──────── ENTRIES SHOWN ────────
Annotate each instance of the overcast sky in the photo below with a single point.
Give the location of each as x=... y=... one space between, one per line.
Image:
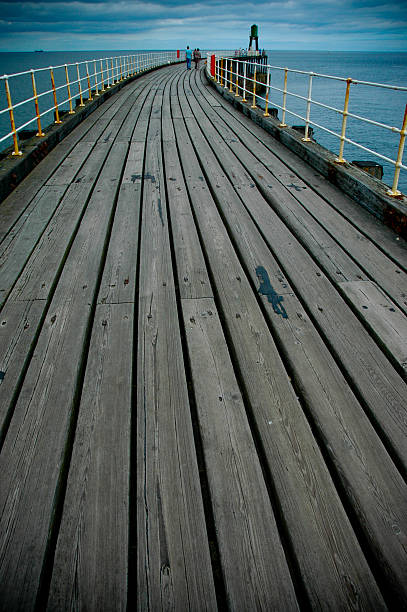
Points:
x=336 y=25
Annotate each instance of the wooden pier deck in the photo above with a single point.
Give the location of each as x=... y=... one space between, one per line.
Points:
x=203 y=356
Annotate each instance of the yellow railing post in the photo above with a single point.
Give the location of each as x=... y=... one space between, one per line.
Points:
x=96 y=79
x=37 y=109
x=79 y=85
x=88 y=77
x=340 y=159
x=54 y=91
x=12 y=122
x=244 y=82
x=266 y=110
x=306 y=137
x=393 y=192
x=68 y=87
x=254 y=89
x=108 y=74
x=283 y=123
x=102 y=76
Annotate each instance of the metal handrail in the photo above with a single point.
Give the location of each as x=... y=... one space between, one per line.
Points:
x=97 y=76
x=222 y=71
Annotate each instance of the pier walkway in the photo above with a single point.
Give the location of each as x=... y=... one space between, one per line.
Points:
x=203 y=356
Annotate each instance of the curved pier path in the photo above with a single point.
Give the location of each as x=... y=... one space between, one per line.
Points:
x=203 y=355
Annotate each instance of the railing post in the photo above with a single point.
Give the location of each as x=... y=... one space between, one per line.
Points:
x=68 y=87
x=306 y=138
x=393 y=192
x=37 y=109
x=266 y=111
x=244 y=82
x=283 y=123
x=12 y=122
x=57 y=119
x=102 y=76
x=79 y=85
x=254 y=88
x=108 y=74
x=96 y=79
x=88 y=78
x=340 y=159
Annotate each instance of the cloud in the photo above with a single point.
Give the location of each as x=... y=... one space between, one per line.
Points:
x=330 y=24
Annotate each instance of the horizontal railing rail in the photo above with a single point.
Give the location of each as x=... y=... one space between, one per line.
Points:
x=242 y=77
x=55 y=89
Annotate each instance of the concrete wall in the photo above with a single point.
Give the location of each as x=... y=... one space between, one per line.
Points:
x=364 y=189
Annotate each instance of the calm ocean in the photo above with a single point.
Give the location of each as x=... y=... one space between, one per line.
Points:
x=381 y=105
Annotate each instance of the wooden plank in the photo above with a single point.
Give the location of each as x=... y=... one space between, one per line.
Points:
x=386 y=321
x=90 y=569
x=313 y=236
x=38 y=438
x=388 y=275
x=38 y=276
x=119 y=275
x=18 y=328
x=193 y=280
x=21 y=241
x=251 y=554
x=381 y=387
x=312 y=512
x=16 y=202
x=349 y=438
x=384 y=238
x=66 y=172
x=173 y=563
x=252 y=557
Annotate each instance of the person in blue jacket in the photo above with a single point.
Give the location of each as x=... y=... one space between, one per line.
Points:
x=188 y=57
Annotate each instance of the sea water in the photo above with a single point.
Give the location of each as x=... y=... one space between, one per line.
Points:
x=377 y=104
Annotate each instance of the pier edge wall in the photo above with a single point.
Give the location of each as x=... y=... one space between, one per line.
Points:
x=13 y=170
x=363 y=188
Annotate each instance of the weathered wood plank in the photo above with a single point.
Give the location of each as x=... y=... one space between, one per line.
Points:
x=381 y=387
x=252 y=557
x=18 y=327
x=355 y=449
x=312 y=512
x=35 y=281
x=16 y=202
x=173 y=564
x=385 y=238
x=90 y=569
x=21 y=241
x=35 y=448
x=387 y=321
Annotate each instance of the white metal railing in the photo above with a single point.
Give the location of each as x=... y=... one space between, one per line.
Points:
x=241 y=77
x=69 y=84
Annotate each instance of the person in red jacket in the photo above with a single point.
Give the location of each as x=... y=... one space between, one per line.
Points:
x=197 y=57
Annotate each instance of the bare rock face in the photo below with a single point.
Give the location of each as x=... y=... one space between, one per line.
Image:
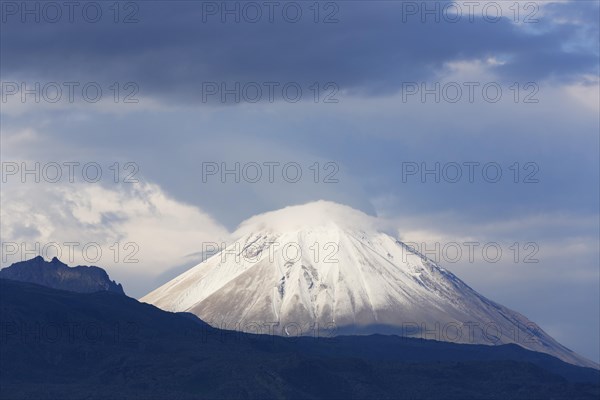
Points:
x=58 y=275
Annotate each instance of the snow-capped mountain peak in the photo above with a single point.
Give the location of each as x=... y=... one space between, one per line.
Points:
x=326 y=269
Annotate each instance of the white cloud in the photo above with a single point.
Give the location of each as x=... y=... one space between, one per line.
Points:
x=136 y=216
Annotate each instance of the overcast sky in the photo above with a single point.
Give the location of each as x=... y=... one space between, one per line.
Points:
x=366 y=93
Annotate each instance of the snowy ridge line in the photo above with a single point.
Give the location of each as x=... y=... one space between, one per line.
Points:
x=366 y=282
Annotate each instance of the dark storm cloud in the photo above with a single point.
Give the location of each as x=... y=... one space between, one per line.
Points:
x=170 y=52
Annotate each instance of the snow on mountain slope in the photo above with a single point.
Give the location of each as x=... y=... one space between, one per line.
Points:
x=327 y=269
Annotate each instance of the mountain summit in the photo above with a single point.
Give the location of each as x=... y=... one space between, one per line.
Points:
x=58 y=275
x=327 y=269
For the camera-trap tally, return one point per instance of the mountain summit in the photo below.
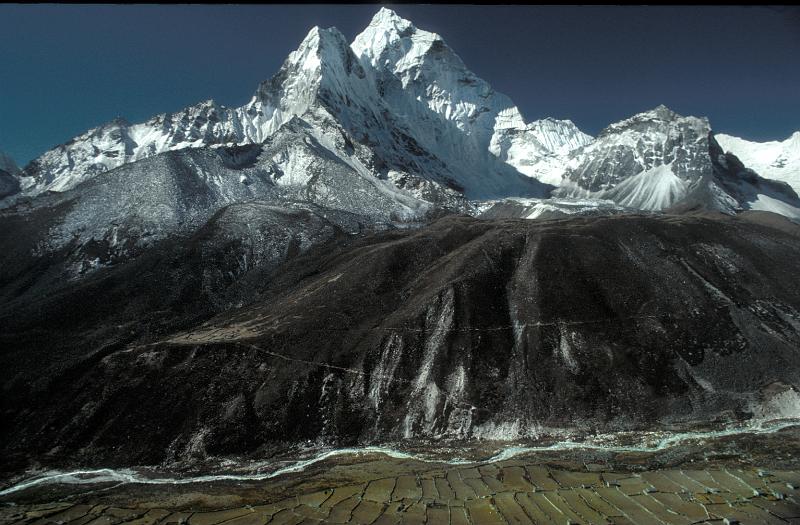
(400, 109)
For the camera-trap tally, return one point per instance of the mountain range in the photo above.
(340, 261)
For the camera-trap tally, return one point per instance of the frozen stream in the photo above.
(653, 442)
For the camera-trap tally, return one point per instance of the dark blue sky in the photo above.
(68, 68)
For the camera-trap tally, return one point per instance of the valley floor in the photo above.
(740, 479)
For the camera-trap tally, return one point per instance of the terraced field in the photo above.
(509, 492)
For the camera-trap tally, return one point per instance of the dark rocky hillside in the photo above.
(466, 328)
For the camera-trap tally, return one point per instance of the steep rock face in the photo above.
(441, 143)
(477, 131)
(778, 160)
(463, 329)
(117, 216)
(658, 159)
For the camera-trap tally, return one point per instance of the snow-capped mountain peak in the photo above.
(779, 160)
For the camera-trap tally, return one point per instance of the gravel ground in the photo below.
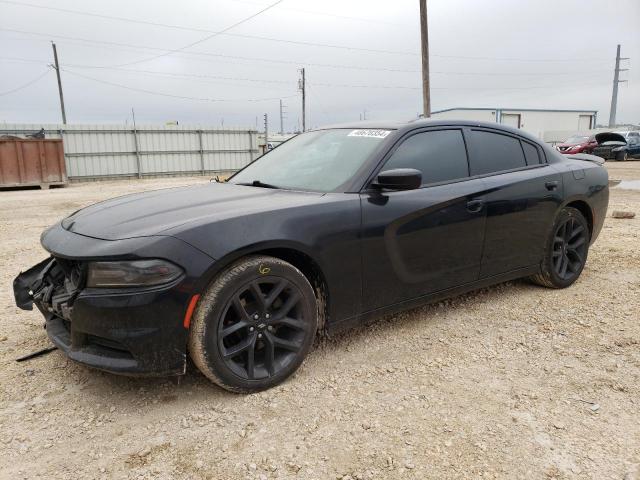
────────
• _EXERCISE BRIEF_: Each line above should be written out again unchanged; no images are to be carried over.

• _THE ANSWER_:
Annotate each instance of the overcast sky in the photo below with a single point.
Give the location of each as x=... y=... one space between, one per line.
Image:
Points:
x=336 y=25
Annotate each instance of the wooden pier deck in the photo above with a single point.
Give the location of each as x=... y=... one space between, one per line.
Points:
x=203 y=356
Annotate each instance of the yellow railing post in the photo above with a single point.
Give the location of each as x=... y=... one space between, one per line.
Points:
x=96 y=79
x=37 y=109
x=79 y=85
x=88 y=77
x=340 y=159
x=54 y=91
x=12 y=122
x=244 y=82
x=266 y=110
x=306 y=137
x=393 y=192
x=68 y=87
x=254 y=89
x=108 y=74
x=283 y=123
x=102 y=76
Annotate each instance of the metal handrail in the photo above with a single point.
Give the location of each as x=... y=... one space between, one per line.
Points:
x=97 y=76
x=222 y=71
Annotate each instance of the pier walkway in the photo above with a single point.
Give the location of each as x=... y=... one space between, one per line.
Points:
x=203 y=356
Annotate each instance of the curved pier path in the photo above with a single point.
Give the location of each as x=... y=... one space between, one per line.
Points:
x=203 y=355
Annotate each instance of the railing post in the photo above with a single point.
Give the location of each as x=... y=... one space between, one per line.
Points:
x=68 y=87
x=306 y=138
x=393 y=192
x=37 y=109
x=266 y=111
x=244 y=82
x=283 y=123
x=12 y=122
x=57 y=119
x=102 y=76
x=79 y=85
x=254 y=88
x=108 y=74
x=96 y=79
x=88 y=78
x=340 y=159
Annotate each instance of the cloud in the photo above with a single point.
Give the location of each as x=... y=... one space between, one per line.
Points:
x=330 y=24
Annotate each instance of the horizontal railing rail in the photo above with a single point.
Give the location of each as x=... y=... one space between, one per line.
Points:
x=242 y=77
x=55 y=89
Annotate each instance of the concrete wall in the photo above with a single point.
Give the location of each as x=... y=... one space between, one per line.
Points:
x=364 y=189
Annotate each instance of the calm ocean in the photo above with a single point.
Give the location of each as x=... y=... one space between, one per line.
Points:
x=381 y=105
Annotate each instance of the wooden plank in the photo above with a single point.
Give the location of each as x=... y=... one space between, one per line.
Points:
x=386 y=321
x=90 y=569
x=313 y=236
x=38 y=438
x=388 y=275
x=38 y=276
x=119 y=275
x=18 y=328
x=193 y=280
x=21 y=241
x=251 y=554
x=381 y=387
x=312 y=512
x=16 y=202
x=349 y=438
x=384 y=238
x=66 y=172
x=173 y=563
x=252 y=557
Annotate each instance of the person in blue jacket in the photo above with a single point.
Give the location of each as x=... y=... one space between, one per line.
Points:
x=188 y=57
Annotate each instance of the sea water in the photo above with a single point.
Give the location of each as x=... y=... one space between, one per line.
Points:
x=377 y=104
Annotate each instance of the pier edge wall in the photo above with a single point.
Give the location of each as x=... y=... one space between, one per line.
Points:
x=13 y=170
x=363 y=188
Annotate each instance of the weathered wood plank in the photo above with a single point.
Give the location of each as x=... y=... one space between, one per line.
Points:
x=381 y=387
x=252 y=557
x=18 y=327
x=355 y=449
x=312 y=512
x=35 y=281
x=16 y=202
x=173 y=564
x=385 y=238
x=90 y=569
x=21 y=241
x=35 y=448
x=387 y=321
Annotate each instance of the white metal railing in the photo above with a single point.
Give the location of each as x=... y=... one space between, one per line.
Points:
x=241 y=77
x=69 y=84
Annotate each instance of the person in red jacket in the photo above with a single point.
Give the location of each as x=... y=... one space between, one per line.
Points:
x=197 y=57
Annotate each instance of the bare rock face in the photo below with a single point.
Give the location of each as x=... y=... one space between, one per line.
Image:
Points:
x=58 y=275
Annotate each instance of the snow-capped mountain peak in the photo above with a single point.
Give the location of each as x=... y=... one space between, one per line.
Points:
x=326 y=269
Annotate each instance of the white cloud in the photo above with a single point.
Give the location of each as x=... y=... one space between, one per line.
Points:
x=136 y=216
Annotate each instance of the overcast sky in the photo above with a single point.
Give the location of each as x=... y=... one space between, one per line.
Points:
x=366 y=93
Annotate each instance of the snowy ridge line in the photo above with a single point.
Give the location of each as x=... y=... one space between, one per line.
Points:
x=366 y=282
Annotate each instance of the dark storm cloud in the photo above with a single point.
Give the location of each as x=... y=... one space between, one per line.
Points:
x=170 y=52
Annotate each instance of the snow on mountain slope in the photo above with a single point.
Give the location of each as x=... y=... one space between, one per line.
Points:
x=327 y=269
Annotate each instance of the mountain summit in the photo above with a single point.
Give the location of each as x=... y=... one space between, one per line.
Points:
x=58 y=275
x=327 y=269
For the camera-trap tally, return one point per instance of the mountain summit in the photo below.
(400, 109)
For the camera-trap tally, return one point per instance of the mountain range in the photo above.
(340, 261)
For the camera-trap tally, return one point per instance of the frozen stream in the photo above.
(653, 442)
For the camera-trap tally, return one point per instance of the dark blue sky in the photo above.
(68, 68)
For the camera-trap tally, return one point per instance of the valley floor in the photo above.
(740, 479)
For the camera-trap tally, return one point per instance of the terraced field in the photo above.
(509, 492)
For the camera-trap tally, return one point per instance of the dark rocky hillside in the photo above.
(466, 328)
For the camera-trap tally, return one point per instance of the steep rock face in the photo above.
(441, 143)
(477, 131)
(778, 160)
(463, 329)
(117, 216)
(658, 159)
For the camera-trap tally, return one point per instance of the snow-capped mountain peak in the photo above.
(779, 160)
For the camera-trap tally, return one point per instance of the gravel ground in the photo below.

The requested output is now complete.